Pull out every line in the data below that contains the word "white".

[start]

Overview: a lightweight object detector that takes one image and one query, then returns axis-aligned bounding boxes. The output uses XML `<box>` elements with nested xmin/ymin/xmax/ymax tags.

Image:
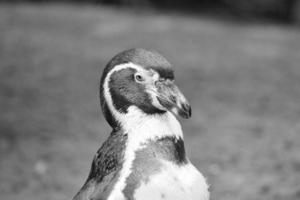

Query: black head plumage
<box><xmin>100</xmin><ymin>48</ymin><xmax>174</xmax><ymax>128</ymax></box>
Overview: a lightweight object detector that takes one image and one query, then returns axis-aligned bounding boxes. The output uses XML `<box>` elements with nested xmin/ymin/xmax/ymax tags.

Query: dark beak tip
<box><xmin>179</xmin><ymin>104</ymin><xmax>192</xmax><ymax>119</ymax></box>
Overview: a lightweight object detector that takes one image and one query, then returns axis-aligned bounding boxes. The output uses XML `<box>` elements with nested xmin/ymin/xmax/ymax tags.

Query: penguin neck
<box><xmin>116</xmin><ymin>106</ymin><xmax>183</xmax><ymax>146</ymax></box>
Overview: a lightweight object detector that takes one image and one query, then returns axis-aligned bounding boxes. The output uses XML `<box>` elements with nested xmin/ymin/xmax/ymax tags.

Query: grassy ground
<box><xmin>0</xmin><ymin>5</ymin><xmax>300</xmax><ymax>200</ymax></box>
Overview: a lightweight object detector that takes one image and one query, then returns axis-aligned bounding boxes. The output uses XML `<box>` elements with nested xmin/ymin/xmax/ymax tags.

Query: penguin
<box><xmin>73</xmin><ymin>48</ymin><xmax>209</xmax><ymax>200</ymax></box>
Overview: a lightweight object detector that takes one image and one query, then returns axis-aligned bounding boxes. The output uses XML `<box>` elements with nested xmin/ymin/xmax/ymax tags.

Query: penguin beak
<box><xmin>155</xmin><ymin>80</ymin><xmax>192</xmax><ymax>119</ymax></box>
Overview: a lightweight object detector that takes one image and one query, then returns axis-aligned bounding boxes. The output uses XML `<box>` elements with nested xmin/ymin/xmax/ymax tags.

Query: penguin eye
<box><xmin>134</xmin><ymin>74</ymin><xmax>145</xmax><ymax>82</ymax></box>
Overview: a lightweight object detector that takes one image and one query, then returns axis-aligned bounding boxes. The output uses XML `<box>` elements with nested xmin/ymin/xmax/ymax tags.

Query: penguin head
<box><xmin>100</xmin><ymin>49</ymin><xmax>191</xmax><ymax>127</ymax></box>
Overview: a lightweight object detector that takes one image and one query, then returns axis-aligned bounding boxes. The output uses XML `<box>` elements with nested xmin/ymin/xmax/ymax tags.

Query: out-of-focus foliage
<box><xmin>0</xmin><ymin>0</ymin><xmax>300</xmax><ymax>22</ymax></box>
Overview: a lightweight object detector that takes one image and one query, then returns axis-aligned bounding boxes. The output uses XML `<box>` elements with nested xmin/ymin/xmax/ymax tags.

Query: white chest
<box><xmin>134</xmin><ymin>162</ymin><xmax>209</xmax><ymax>200</ymax></box>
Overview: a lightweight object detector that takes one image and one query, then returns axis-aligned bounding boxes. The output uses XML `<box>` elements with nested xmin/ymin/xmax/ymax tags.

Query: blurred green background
<box><xmin>0</xmin><ymin>1</ymin><xmax>300</xmax><ymax>200</ymax></box>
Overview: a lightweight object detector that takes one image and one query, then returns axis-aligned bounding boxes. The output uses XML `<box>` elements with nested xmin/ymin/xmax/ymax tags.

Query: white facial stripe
<box><xmin>103</xmin><ymin>63</ymin><xmax>144</xmax><ymax>123</ymax></box>
<box><xmin>103</xmin><ymin>63</ymin><xmax>183</xmax><ymax>200</ymax></box>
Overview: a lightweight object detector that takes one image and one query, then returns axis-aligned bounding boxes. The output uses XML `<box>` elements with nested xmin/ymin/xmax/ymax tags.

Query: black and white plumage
<box><xmin>74</xmin><ymin>49</ymin><xmax>209</xmax><ymax>200</ymax></box>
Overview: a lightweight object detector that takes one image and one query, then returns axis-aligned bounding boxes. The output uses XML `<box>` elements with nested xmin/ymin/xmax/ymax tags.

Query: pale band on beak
<box><xmin>155</xmin><ymin>80</ymin><xmax>192</xmax><ymax>119</ymax></box>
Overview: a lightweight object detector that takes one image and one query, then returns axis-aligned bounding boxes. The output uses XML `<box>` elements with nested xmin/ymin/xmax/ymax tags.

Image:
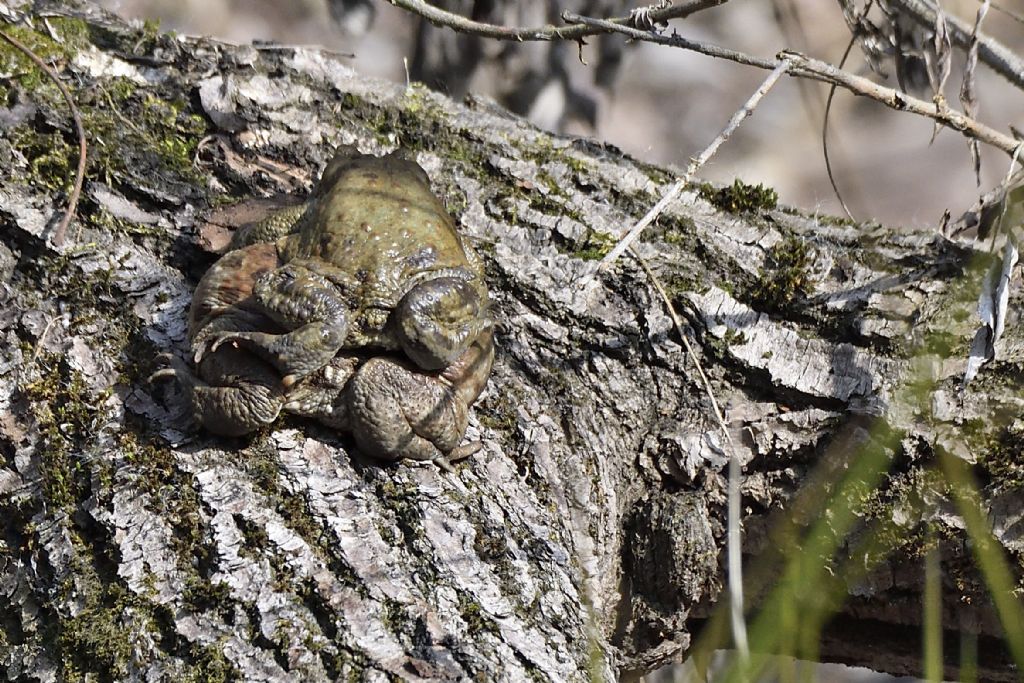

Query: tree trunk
<box><xmin>0</xmin><ymin>2</ymin><xmax>1024</xmax><ymax>681</ymax></box>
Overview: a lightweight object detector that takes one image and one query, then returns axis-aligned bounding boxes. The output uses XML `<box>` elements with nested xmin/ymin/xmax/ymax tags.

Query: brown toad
<box><xmin>154</xmin><ymin>146</ymin><xmax>494</xmax><ymax>464</ymax></box>
<box><xmin>197</xmin><ymin>148</ymin><xmax>492</xmax><ymax>385</ymax></box>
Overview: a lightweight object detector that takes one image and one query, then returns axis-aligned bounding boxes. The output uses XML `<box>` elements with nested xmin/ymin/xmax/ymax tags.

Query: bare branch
<box><xmin>600</xmin><ymin>59</ymin><xmax>790</xmax><ymax>269</ymax></box>
<box><xmin>562</xmin><ymin>12</ymin><xmax>1018</xmax><ymax>155</ymax></box>
<box><xmin>890</xmin><ymin>0</ymin><xmax>1024</xmax><ymax>88</ymax></box>
<box><xmin>388</xmin><ymin>0</ymin><xmax>728</xmax><ymax>41</ymax></box>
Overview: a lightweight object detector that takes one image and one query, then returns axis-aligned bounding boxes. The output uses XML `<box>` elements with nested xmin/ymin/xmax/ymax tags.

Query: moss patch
<box><xmin>697</xmin><ymin>178</ymin><xmax>778</xmax><ymax>213</ymax></box>
<box><xmin>738</xmin><ymin>237</ymin><xmax>811</xmax><ymax>311</ymax></box>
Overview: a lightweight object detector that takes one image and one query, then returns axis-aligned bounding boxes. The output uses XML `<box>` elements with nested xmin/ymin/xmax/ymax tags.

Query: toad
<box><xmin>154</xmin><ymin>146</ymin><xmax>494</xmax><ymax>465</ymax></box>
<box><xmin>197</xmin><ymin>148</ymin><xmax>492</xmax><ymax>386</ymax></box>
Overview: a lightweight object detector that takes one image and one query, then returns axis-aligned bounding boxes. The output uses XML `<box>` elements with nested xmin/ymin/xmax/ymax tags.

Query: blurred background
<box><xmin>94</xmin><ymin>0</ymin><xmax>1024</xmax><ymax>226</ymax></box>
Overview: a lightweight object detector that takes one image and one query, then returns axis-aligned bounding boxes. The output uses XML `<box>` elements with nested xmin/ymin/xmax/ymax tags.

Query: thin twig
<box><xmin>892</xmin><ymin>0</ymin><xmax>1024</xmax><ymax>89</ymax></box>
<box><xmin>630</xmin><ymin>249</ymin><xmax>751</xmax><ymax>665</ymax></box>
<box><xmin>0</xmin><ymin>31</ymin><xmax>86</xmax><ymax>247</ymax></box>
<box><xmin>388</xmin><ymin>0</ymin><xmax>728</xmax><ymax>42</ymax></box>
<box><xmin>562</xmin><ymin>12</ymin><xmax>1018</xmax><ymax>156</ymax></box>
<box><xmin>599</xmin><ymin>59</ymin><xmax>790</xmax><ymax>269</ymax></box>
<box><xmin>821</xmin><ymin>33</ymin><xmax>857</xmax><ymax>221</ymax></box>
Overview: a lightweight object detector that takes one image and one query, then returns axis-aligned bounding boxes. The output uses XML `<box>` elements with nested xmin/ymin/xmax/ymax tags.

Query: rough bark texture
<box><xmin>0</xmin><ymin>3</ymin><xmax>1024</xmax><ymax>681</ymax></box>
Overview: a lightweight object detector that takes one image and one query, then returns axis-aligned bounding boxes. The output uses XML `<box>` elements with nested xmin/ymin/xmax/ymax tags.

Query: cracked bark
<box><xmin>6</xmin><ymin>3</ymin><xmax>1024</xmax><ymax>681</ymax></box>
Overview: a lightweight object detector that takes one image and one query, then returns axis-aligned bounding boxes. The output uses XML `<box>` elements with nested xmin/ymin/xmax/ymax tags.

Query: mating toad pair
<box><xmin>154</xmin><ymin>148</ymin><xmax>494</xmax><ymax>464</ymax></box>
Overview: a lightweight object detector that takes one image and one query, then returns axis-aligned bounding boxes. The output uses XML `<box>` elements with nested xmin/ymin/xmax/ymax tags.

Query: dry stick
<box><xmin>388</xmin><ymin>0</ymin><xmax>728</xmax><ymax>41</ymax></box>
<box><xmin>630</xmin><ymin>249</ymin><xmax>751</xmax><ymax>666</ymax></box>
<box><xmin>0</xmin><ymin>31</ymin><xmax>86</xmax><ymax>247</ymax></box>
<box><xmin>562</xmin><ymin>12</ymin><xmax>1018</xmax><ymax>155</ymax></box>
<box><xmin>821</xmin><ymin>38</ymin><xmax>856</xmax><ymax>221</ymax></box>
<box><xmin>598</xmin><ymin>59</ymin><xmax>790</xmax><ymax>270</ymax></box>
<box><xmin>891</xmin><ymin>0</ymin><xmax>1024</xmax><ymax>89</ymax></box>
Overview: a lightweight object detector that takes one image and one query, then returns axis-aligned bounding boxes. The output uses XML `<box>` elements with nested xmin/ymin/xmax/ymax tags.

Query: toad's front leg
<box><xmin>197</xmin><ymin>264</ymin><xmax>349</xmax><ymax>388</ymax></box>
<box><xmin>150</xmin><ymin>348</ymin><xmax>285</xmax><ymax>436</ymax></box>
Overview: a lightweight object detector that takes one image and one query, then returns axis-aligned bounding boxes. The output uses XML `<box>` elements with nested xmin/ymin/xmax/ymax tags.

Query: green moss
<box><xmin>572</xmin><ymin>229</ymin><xmax>618</xmax><ymax>261</ymax></box>
<box><xmin>740</xmin><ymin>237</ymin><xmax>811</xmax><ymax>311</ymax></box>
<box><xmin>18</xmin><ymin>352</ymin><xmax>111</xmax><ymax>509</ymax></box>
<box><xmin>459</xmin><ymin>592</ymin><xmax>501</xmax><ymax>637</ymax></box>
<box><xmin>55</xmin><ymin>548</ymin><xmax>145</xmax><ymax>681</ymax></box>
<box><xmin>180</xmin><ymin>643</ymin><xmax>242</xmax><ymax>683</ymax></box>
<box><xmin>0</xmin><ymin>19</ymin><xmax>207</xmax><ymax>202</ymax></box>
<box><xmin>697</xmin><ymin>178</ymin><xmax>778</xmax><ymax>213</ymax></box>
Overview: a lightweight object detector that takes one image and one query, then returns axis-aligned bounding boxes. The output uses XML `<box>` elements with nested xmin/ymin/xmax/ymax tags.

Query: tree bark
<box><xmin>0</xmin><ymin>2</ymin><xmax>1024</xmax><ymax>681</ymax></box>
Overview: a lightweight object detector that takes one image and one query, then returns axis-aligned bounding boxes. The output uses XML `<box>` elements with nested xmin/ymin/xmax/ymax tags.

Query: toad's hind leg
<box><xmin>347</xmin><ymin>357</ymin><xmax>475</xmax><ymax>465</ymax></box>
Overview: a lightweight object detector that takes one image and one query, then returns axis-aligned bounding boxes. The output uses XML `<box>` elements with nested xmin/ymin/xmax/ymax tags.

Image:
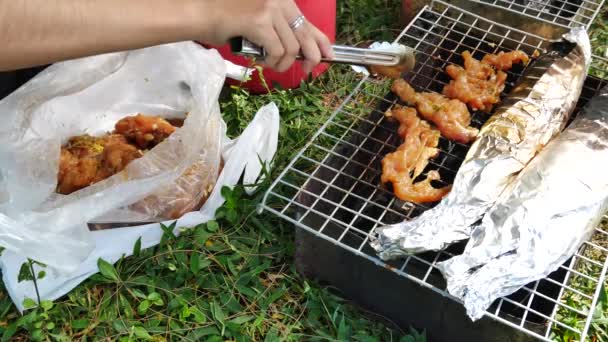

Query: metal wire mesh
<box><xmin>472</xmin><ymin>0</ymin><xmax>604</xmax><ymax>28</ymax></box>
<box><xmin>263</xmin><ymin>1</ymin><xmax>608</xmax><ymax>340</ymax></box>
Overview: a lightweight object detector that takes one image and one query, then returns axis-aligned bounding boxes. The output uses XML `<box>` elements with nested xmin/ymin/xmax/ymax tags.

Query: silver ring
<box><xmin>289</xmin><ymin>15</ymin><xmax>306</xmax><ymax>31</ymax></box>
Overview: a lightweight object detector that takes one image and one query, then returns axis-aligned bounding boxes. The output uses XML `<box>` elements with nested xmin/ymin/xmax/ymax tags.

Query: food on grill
<box><xmin>481</xmin><ymin>50</ymin><xmax>538</xmax><ymax>71</ymax></box>
<box><xmin>115</xmin><ymin>114</ymin><xmax>175</xmax><ymax>149</ymax></box>
<box><xmin>439</xmin><ymin>86</ymin><xmax>608</xmax><ymax>320</ymax></box>
<box><xmin>381</xmin><ymin>107</ymin><xmax>449</xmax><ymax>203</ymax></box>
<box><xmin>369</xmin><ymin>64</ymin><xmax>408</xmax><ymax>79</ymax></box>
<box><xmin>371</xmin><ymin>29</ymin><xmax>591</xmax><ymax>260</ymax></box>
<box><xmin>391</xmin><ymin>79</ymin><xmax>478</xmax><ymax>144</ymax></box>
<box><xmin>443</xmin><ymin>51</ymin><xmax>528</xmax><ymax>111</ymax></box>
<box><xmin>56</xmin><ymin>114</ymin><xmax>175</xmax><ymax>195</ymax></box>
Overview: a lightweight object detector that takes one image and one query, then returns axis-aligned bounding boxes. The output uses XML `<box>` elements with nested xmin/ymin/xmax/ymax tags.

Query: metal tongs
<box><xmin>230</xmin><ymin>37</ymin><xmax>415</xmax><ymax>71</ymax></box>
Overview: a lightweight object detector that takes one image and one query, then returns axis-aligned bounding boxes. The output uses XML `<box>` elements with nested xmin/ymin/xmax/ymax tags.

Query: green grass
<box><xmin>0</xmin><ymin>0</ymin><xmax>608</xmax><ymax>341</ymax></box>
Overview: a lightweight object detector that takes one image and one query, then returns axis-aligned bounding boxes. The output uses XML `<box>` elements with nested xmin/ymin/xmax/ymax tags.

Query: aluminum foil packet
<box><xmin>439</xmin><ymin>86</ymin><xmax>608</xmax><ymax>320</ymax></box>
<box><xmin>370</xmin><ymin>28</ymin><xmax>591</xmax><ymax>260</ymax></box>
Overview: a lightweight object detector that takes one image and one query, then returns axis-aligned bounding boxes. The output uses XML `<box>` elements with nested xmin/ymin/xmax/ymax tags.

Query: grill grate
<box><xmin>472</xmin><ymin>0</ymin><xmax>604</xmax><ymax>28</ymax></box>
<box><xmin>263</xmin><ymin>1</ymin><xmax>608</xmax><ymax>340</ymax></box>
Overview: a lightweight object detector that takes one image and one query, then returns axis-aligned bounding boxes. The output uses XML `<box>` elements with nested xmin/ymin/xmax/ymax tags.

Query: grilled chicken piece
<box><xmin>391</xmin><ymin>79</ymin><xmax>478</xmax><ymax>144</ymax></box>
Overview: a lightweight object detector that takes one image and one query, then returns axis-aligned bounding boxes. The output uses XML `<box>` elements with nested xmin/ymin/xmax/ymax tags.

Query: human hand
<box><xmin>205</xmin><ymin>0</ymin><xmax>333</xmax><ymax>73</ymax></box>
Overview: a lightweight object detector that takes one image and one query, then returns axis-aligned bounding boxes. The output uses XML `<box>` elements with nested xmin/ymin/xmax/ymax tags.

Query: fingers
<box><xmin>313</xmin><ymin>26</ymin><xmax>334</xmax><ymax>59</ymax></box>
<box><xmin>236</xmin><ymin>0</ymin><xmax>333</xmax><ymax>73</ymax></box>
<box><xmin>268</xmin><ymin>17</ymin><xmax>300</xmax><ymax>72</ymax></box>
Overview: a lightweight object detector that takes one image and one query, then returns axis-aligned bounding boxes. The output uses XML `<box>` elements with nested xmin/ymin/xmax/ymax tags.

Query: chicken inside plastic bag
<box><xmin>0</xmin><ymin>42</ymin><xmax>227</xmax><ymax>270</ymax></box>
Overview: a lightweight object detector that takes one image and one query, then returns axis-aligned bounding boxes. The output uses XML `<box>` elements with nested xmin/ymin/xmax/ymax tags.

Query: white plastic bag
<box><xmin>0</xmin><ymin>43</ymin><xmax>279</xmax><ymax>307</ymax></box>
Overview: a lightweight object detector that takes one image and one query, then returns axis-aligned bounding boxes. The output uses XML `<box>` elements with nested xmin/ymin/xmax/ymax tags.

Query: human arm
<box><xmin>0</xmin><ymin>0</ymin><xmax>331</xmax><ymax>71</ymax></box>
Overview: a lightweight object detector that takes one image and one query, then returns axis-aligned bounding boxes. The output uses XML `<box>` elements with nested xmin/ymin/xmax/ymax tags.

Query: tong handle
<box><xmin>230</xmin><ymin>37</ymin><xmax>414</xmax><ymax>66</ymax></box>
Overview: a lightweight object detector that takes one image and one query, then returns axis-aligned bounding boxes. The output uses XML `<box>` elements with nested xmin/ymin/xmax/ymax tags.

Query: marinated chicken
<box><xmin>481</xmin><ymin>50</ymin><xmax>530</xmax><ymax>71</ymax></box>
<box><xmin>115</xmin><ymin>114</ymin><xmax>175</xmax><ymax>149</ymax></box>
<box><xmin>381</xmin><ymin>107</ymin><xmax>450</xmax><ymax>203</ymax></box>
<box><xmin>391</xmin><ymin>79</ymin><xmax>478</xmax><ymax>144</ymax></box>
<box><xmin>56</xmin><ymin>114</ymin><xmax>176</xmax><ymax>195</ymax></box>
<box><xmin>442</xmin><ymin>51</ymin><xmax>529</xmax><ymax>111</ymax></box>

[end]

* **Output of the task**
Query: white chest
Query: white facial stripe
Query: black and white plumage
Query: white plastic bag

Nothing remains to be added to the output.